WORK TASK A
In the essay about social media, what does the Facebook post claim actually causes cancer?
WORK TASK B
Carry the essay about social media forward from its last paragraph.

My Love-Hate Relationship with Social Media

It’s 8:47 p.m. on a Monday. I flip open my personal laptop and the bright screen practically blinds my eyes in the evening light. Annoyed, I dim the screen’s light and go to Facebook. To be honest, I loathe Facebook, but I feel obligated to give it a brief scan to make sure I haven’t missed anything important like National Chicken & Waffles Day.

One headline jumps out at me. My heart starts beating steadily faster and I can’t decide if I’m going to cry or throw my laptop off the balcony. The post says that cancer isn’t real. Cancer is actually caused by a vitamin deficiency and is a government hoax. Vitamins. Well, Holy Shit Balls, I guess the answer has been under our noses all along?

The sins of social media are flourishing in an already credulous time. I’ve considered taking a break from it recently; it’s just all too much. I’ve seen people with GoFundMe links asking for money who will also post photos with their $4,000 handbag casually in the background. I’ve seen spineless comments made on Facebook that cancer is population control and we shouldn’t fight it. The lies, the negativity, the advertisements, the duck lips. And WE ALL DO IT, in some way or another. I don’t post an ugly picture of myself because I don’t want people to think I’m ugly. However, I DID look ugly in that photo. It’s social manipulation.

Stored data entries
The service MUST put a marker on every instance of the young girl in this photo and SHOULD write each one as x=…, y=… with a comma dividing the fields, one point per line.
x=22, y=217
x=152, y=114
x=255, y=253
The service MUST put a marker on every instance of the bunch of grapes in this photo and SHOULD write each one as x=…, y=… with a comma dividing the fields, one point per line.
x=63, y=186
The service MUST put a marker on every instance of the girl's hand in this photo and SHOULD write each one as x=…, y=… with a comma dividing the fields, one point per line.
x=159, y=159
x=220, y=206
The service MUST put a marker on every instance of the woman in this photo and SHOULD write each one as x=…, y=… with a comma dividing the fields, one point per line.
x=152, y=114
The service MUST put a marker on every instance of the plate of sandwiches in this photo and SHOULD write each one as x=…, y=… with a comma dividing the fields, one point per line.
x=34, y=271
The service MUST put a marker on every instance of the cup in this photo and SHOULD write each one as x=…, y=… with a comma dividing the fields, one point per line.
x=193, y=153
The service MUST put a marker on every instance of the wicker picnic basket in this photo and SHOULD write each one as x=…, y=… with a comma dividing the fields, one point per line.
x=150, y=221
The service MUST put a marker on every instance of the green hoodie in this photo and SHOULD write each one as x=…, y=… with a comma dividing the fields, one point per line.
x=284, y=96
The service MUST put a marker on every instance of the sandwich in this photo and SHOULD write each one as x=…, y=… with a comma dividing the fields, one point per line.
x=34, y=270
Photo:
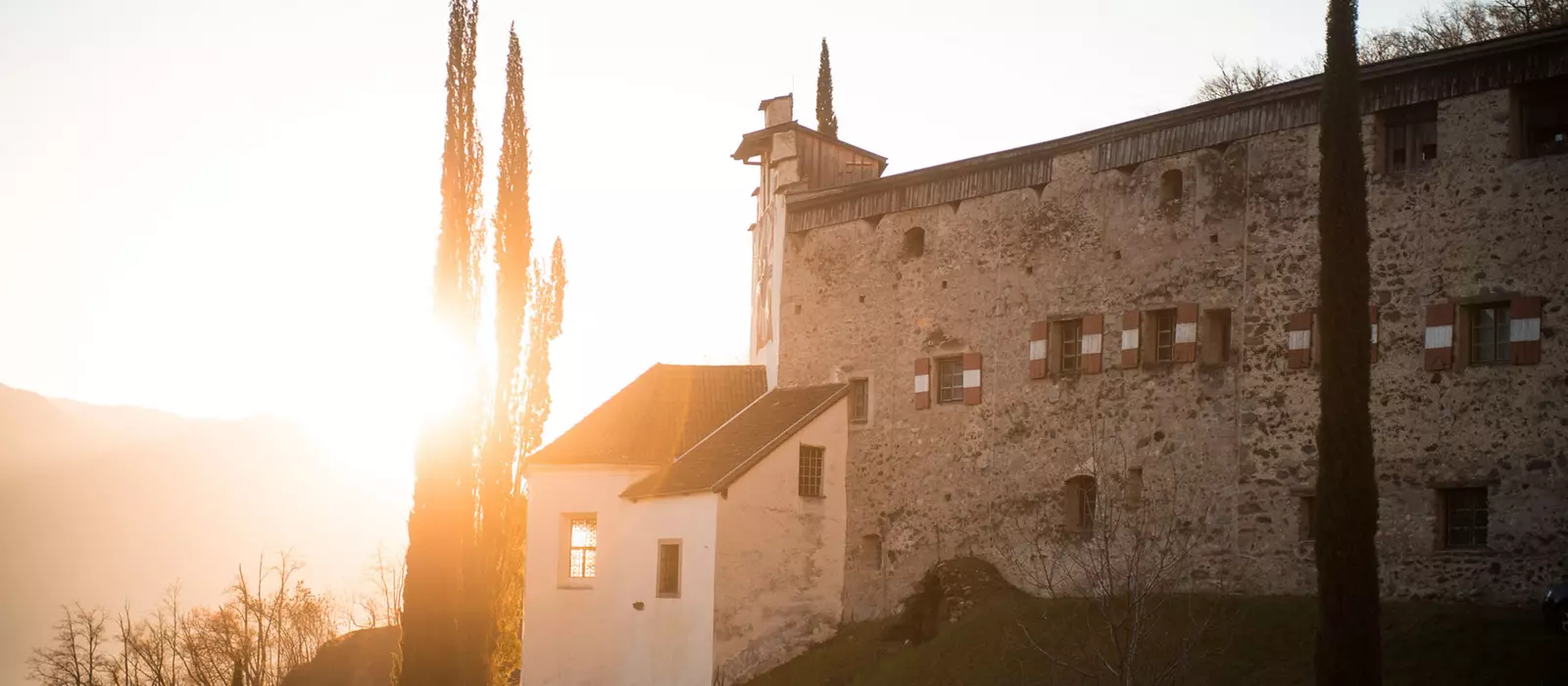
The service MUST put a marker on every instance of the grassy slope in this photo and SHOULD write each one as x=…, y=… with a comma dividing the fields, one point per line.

FINAL ANSWER A
A vitamin deficiency.

FINAL ANSWER B
I try to project honesty through my social media, but I’m not always straightforward. I’m not as strong or healthy as I portray myself. I’m not as witty in person — I’m better at writing than I am at speaking. Social media is amazing, but lately, I find it leaving me emotionally exhausted. Why do I keep doing it?

I check my phone probably 80 times a day. I rapidly double-tap my screen on as many cancer survivor’s Instagram photos as I can. I make comments, responses, hearts. As I was clicking through my phone on Monday, I decided to check up on a young breast cancer friend whom I hadn’t seen post in a while. I searched for her name and looked at her Instagram. She died one month ago. My heart feels like broken glass scraping through my chest.

Those moments are the worst aspects of social media, but also the most honest, unadulterated ones. Because, I had never met her, but I felt so connected with her and some of these women that it doesn’t matter. We share an intangible bond that was manifested through the internet, with people we’ve never physically met. This is the pure, beautiful part of social media that keeps me encouraged. The relationships we build with other kindred souls is what gives meaning to life.

It doesn’t matter if your relationships are made through social media or real life. They don’t need to be defined by anything other than their value, because physical proximity is increasingly invalid in a globally connected world. Cultivate the ones you care about and spread virtue.

We tend to sit behind our glowing screens and become separate, and sometimes worse, versions of ourselves. As children, we’re taught to think before we speak. But today, we need to think before we post. To the people out there who spam me with unsubstantiated articles that cancer is fake, I invite you to come to Florida and tell me that cancer isn’t real to my face. I’ll take you on a field trip to the oncology wing of my hospital.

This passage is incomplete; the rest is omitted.